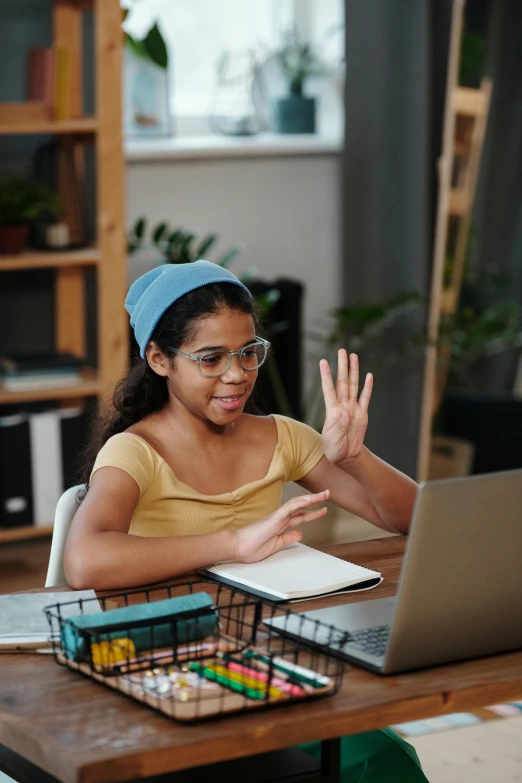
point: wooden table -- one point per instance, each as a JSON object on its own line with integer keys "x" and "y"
{"x": 81, "y": 732}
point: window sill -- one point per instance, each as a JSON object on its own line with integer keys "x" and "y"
{"x": 205, "y": 147}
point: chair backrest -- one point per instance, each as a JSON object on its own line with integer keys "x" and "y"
{"x": 65, "y": 511}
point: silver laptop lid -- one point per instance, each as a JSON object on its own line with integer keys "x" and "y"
{"x": 460, "y": 591}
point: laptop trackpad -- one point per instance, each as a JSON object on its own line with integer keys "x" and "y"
{"x": 357, "y": 616}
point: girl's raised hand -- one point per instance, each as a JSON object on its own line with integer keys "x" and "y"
{"x": 346, "y": 412}
{"x": 261, "y": 539}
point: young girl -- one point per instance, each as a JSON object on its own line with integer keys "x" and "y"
{"x": 187, "y": 477}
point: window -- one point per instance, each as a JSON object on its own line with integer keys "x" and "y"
{"x": 198, "y": 31}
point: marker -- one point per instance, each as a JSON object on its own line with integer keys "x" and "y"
{"x": 225, "y": 681}
{"x": 297, "y": 672}
{"x": 286, "y": 687}
{"x": 250, "y": 682}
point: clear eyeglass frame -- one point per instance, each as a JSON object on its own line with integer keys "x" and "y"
{"x": 199, "y": 357}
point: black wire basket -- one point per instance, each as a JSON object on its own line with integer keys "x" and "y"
{"x": 215, "y": 655}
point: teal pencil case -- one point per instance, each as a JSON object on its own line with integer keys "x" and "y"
{"x": 149, "y": 626}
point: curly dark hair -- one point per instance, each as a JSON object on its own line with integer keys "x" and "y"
{"x": 142, "y": 392}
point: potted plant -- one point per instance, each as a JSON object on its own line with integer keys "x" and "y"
{"x": 22, "y": 203}
{"x": 146, "y": 110}
{"x": 295, "y": 113}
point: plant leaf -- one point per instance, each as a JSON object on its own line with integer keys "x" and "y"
{"x": 139, "y": 228}
{"x": 155, "y": 47}
{"x": 229, "y": 256}
{"x": 205, "y": 245}
{"x": 159, "y": 232}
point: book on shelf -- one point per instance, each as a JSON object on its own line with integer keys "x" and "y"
{"x": 41, "y": 77}
{"x": 40, "y": 371}
{"x": 295, "y": 573}
{"x": 49, "y": 80}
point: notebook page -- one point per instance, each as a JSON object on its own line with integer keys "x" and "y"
{"x": 295, "y": 571}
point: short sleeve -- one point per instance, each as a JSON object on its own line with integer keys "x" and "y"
{"x": 131, "y": 454}
{"x": 301, "y": 445}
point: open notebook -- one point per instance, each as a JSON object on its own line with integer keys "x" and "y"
{"x": 295, "y": 573}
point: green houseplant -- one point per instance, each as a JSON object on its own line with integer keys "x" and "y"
{"x": 295, "y": 113}
{"x": 22, "y": 203}
{"x": 176, "y": 246}
{"x": 482, "y": 345}
{"x": 180, "y": 246}
{"x": 146, "y": 110}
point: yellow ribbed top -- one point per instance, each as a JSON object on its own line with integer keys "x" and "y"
{"x": 168, "y": 507}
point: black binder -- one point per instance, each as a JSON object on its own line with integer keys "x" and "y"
{"x": 16, "y": 504}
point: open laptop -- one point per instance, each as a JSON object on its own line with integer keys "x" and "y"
{"x": 460, "y": 589}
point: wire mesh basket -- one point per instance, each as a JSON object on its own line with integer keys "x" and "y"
{"x": 193, "y": 650}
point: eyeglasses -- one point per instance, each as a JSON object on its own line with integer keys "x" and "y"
{"x": 214, "y": 363}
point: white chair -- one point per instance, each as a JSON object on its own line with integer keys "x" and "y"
{"x": 63, "y": 516}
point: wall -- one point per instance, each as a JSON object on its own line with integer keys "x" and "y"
{"x": 284, "y": 210}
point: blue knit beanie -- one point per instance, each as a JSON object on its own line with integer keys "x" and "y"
{"x": 153, "y": 293}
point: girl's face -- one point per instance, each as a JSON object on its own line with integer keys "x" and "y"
{"x": 219, "y": 400}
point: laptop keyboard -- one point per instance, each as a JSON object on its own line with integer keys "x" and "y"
{"x": 371, "y": 640}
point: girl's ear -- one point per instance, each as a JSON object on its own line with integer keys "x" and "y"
{"x": 158, "y": 361}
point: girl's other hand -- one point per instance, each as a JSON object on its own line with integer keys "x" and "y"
{"x": 261, "y": 539}
{"x": 346, "y": 416}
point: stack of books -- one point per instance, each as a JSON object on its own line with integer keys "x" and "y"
{"x": 39, "y": 371}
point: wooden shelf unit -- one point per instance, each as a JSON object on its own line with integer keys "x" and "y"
{"x": 89, "y": 256}
{"x": 88, "y": 386}
{"x": 83, "y": 125}
{"x": 108, "y": 257}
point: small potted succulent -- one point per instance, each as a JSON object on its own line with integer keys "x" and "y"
{"x": 22, "y": 203}
{"x": 295, "y": 113}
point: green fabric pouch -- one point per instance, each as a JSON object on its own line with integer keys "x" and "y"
{"x": 150, "y": 626}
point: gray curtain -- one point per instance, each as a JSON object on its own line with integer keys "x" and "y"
{"x": 396, "y": 55}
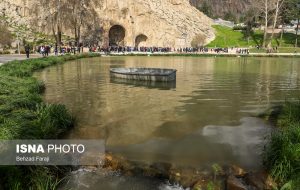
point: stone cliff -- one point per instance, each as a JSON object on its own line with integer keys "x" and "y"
{"x": 164, "y": 23}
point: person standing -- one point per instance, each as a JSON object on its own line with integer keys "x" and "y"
{"x": 27, "y": 51}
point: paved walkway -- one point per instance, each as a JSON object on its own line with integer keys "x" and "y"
{"x": 11, "y": 57}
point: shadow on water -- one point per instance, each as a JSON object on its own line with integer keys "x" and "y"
{"x": 146, "y": 84}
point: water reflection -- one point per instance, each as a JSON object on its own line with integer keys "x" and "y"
{"x": 204, "y": 120}
{"x": 147, "y": 84}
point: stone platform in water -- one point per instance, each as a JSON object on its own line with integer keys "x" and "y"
{"x": 144, "y": 74}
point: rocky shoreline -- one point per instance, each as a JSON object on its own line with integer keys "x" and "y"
{"x": 231, "y": 177}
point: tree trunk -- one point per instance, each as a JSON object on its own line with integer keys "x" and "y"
{"x": 297, "y": 29}
{"x": 266, "y": 23}
{"x": 281, "y": 36}
{"x": 275, "y": 22}
{"x": 78, "y": 36}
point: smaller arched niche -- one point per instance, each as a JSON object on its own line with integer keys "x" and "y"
{"x": 141, "y": 40}
{"x": 117, "y": 35}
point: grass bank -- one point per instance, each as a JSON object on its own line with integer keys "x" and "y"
{"x": 227, "y": 37}
{"x": 24, "y": 115}
{"x": 282, "y": 153}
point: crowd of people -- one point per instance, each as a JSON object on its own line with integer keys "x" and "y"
{"x": 45, "y": 50}
{"x": 128, "y": 49}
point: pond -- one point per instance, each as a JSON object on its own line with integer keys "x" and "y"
{"x": 206, "y": 117}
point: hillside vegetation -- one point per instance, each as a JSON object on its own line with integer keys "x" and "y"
{"x": 227, "y": 37}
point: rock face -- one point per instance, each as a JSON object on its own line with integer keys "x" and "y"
{"x": 163, "y": 23}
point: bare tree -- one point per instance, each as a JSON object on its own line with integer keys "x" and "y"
{"x": 264, "y": 8}
{"x": 5, "y": 35}
{"x": 279, "y": 4}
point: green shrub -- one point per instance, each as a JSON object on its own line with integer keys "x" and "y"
{"x": 282, "y": 153}
{"x": 23, "y": 115}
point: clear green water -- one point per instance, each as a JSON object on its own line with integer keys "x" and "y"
{"x": 205, "y": 118}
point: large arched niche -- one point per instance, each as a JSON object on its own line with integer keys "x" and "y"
{"x": 116, "y": 35}
{"x": 141, "y": 40}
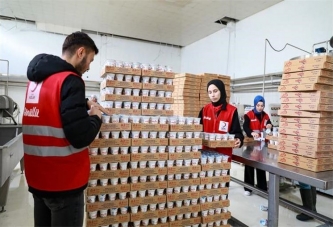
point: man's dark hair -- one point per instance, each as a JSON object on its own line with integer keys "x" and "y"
{"x": 77, "y": 40}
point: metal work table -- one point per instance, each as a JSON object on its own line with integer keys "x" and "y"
{"x": 259, "y": 156}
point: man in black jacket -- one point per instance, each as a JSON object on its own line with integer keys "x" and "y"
{"x": 65, "y": 207}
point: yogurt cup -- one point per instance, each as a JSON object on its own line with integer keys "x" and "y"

--------------------------------------------------

### Action item
Quote, without any change, each line from the one that contains "point: metal work" through the end of the material.

### Finished task
point: metal work table -- one point per instance, each as a JSON object on its own line with integer keys "x" and "y"
{"x": 259, "y": 156}
point: man in black jacket -- one point per instance, each as a JSON object on its own line with integer keys "x" and "y"
{"x": 65, "y": 207}
point: yogurt cup -- one point per instance, each as a JSON object on its own line with integer keys "x" and "y"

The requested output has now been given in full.